→ Requirement 1:
Answer these questions using the passage on SDH-deficient GIST below:
(a) In which cancer has SIRT therapy been used?
(b) What plays a role with SDHC epimutation, specifically Carney Triad?
(c) Is family screening recommended for patients with an SDHC epimutation?
→ Requirement 2: Reproduce the stretch from "One exciting technique" through "plays a role." in the passage on SDH-deficient GIST below, word for word.
→ Requirement 3: Supply the next part of the passage on SDH-deficient GIST below, starting after its last sentence.

→ Passage for review:

- - - - -

One exciting technique mentioned was the use of MRI spectroscopy in detecting succinate in tumors in vivo. Also, the use of SIRT therapy, injecting a agent directly into the tumor. This has been used in colon cancer. Dr. Bulusu shared helpful charts concerning asymptomatic SDHx carriers.

Dr. Casey’s background in endocrinology and interest specifically in inherited (germline) GISTs aided her in providing an overview of SDH-deficient GIST. With SDHC epimutation, specifically Carney Triad, hypermethylation plays a role.

Screening protocol for patients with an SDHC epimutation was outlined stating it was not clear. Their recommendation was that screening for PPGL should follow similar guidelines as for SDHA germline mutations. No family screening is recommended.

Two takeaways from their presentation that are key: treat the patient to tolerance, not toxicity, and see a GIST specialist. Dr. Bulusu ended with a fervent cry for more collaboration.

- - - - -

→ Supplied material:
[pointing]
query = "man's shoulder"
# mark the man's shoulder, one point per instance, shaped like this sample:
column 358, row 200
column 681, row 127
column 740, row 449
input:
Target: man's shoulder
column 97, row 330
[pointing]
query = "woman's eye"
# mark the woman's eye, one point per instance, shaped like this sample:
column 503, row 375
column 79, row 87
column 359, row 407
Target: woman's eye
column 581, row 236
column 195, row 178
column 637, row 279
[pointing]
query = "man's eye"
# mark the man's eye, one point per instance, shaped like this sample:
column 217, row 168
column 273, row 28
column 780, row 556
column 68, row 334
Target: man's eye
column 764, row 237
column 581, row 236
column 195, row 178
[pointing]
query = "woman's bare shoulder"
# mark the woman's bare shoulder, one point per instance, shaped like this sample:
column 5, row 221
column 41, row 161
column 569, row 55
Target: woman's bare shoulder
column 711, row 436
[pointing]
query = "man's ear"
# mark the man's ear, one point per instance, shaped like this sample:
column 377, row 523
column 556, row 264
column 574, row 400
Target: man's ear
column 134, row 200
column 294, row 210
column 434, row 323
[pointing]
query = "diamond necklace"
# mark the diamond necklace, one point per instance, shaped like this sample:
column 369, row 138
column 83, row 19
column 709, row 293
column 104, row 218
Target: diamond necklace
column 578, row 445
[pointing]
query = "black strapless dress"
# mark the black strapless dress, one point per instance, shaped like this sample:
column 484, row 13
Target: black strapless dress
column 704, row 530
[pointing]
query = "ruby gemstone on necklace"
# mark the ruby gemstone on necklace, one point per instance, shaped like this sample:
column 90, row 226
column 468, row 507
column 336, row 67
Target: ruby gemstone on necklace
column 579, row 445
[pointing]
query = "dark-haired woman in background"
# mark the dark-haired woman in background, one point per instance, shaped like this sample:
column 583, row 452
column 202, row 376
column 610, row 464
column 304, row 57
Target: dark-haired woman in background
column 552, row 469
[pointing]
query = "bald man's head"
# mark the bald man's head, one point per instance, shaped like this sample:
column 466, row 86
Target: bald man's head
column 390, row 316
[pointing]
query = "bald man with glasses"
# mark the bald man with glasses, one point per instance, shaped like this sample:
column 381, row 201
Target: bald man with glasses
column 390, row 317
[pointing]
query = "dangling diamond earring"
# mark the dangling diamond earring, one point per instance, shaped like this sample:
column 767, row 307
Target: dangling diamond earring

- - - - -

→ Written answer 1:
(a) Colon cancer.
(b) Hypermethylation.
(c) No.

→ Written answer 2:
One exciting technique mentioned was the use of MRI spectroscopy in detecting succinate in tumors in vivo. Also, the use of SIRT therapy, injecting a agent directly into the tumor. This has been used in colon cancer. Dr. Bulusu shared helpful charts concerning asymptomatic SDHx carriers.

Dr. Casey’s background in endocrinology and interest specifically in inherited (germline) GISTs aided her in providing an overview of SDH-deficient GIST. With SDHC epimutation, specifically Carney Triad, hypermethylation plays a role.

→ Written answer 3:
The second session of the day was “Following the Research”, moderated by Pete Knox, LRG’s Senior Director of Research. Dr.Robin Jones, Institute for Cancer Research, London (UK) discussed potential treatments in the research pipeline. He provided a concise overview of the treatments available, both approved and off-label, indicating that in many cases the country you are from will determine availability of off-label medications.

As in previous sessions, Dr. Jones discussed the importance of side effects management. He then discussed current promising clinical trials as well as combination therapies and immunotherapy. The patient/doctor relationship is at the heart of treatment success, requiring a careful discussion at every stage. He cited three main stages: Discussion of conventional options, discussion of clinical trials, and finally thinking “outside the box.” Like some of his colleagues who spoke prior to his own presentation, Dr.Jones ended with a call for collaboration among oncologists, researchers, patient advocacy groups and regulatory agencies to unite for the welfare of patients. Dr. Jones answered a number of questions from the audience concerning worries about off-label treatments, drug access, and talking to your physician about an off-label treatment.

The final presentation of the day, which was the 9th session of the conference, was moderated by Piga Fernández, Fundación GIST Chile and The Life Raft Group, and Ginger Sawyer, GIST Support International. Dr. Gina D’Amato of Sylvester Comprehensive Cancer Center, University of Miami, US discussed the challenges inherent in assuring that patients receive accurate diagnosis, and access to quality treatment, as well as the importance of side effects management.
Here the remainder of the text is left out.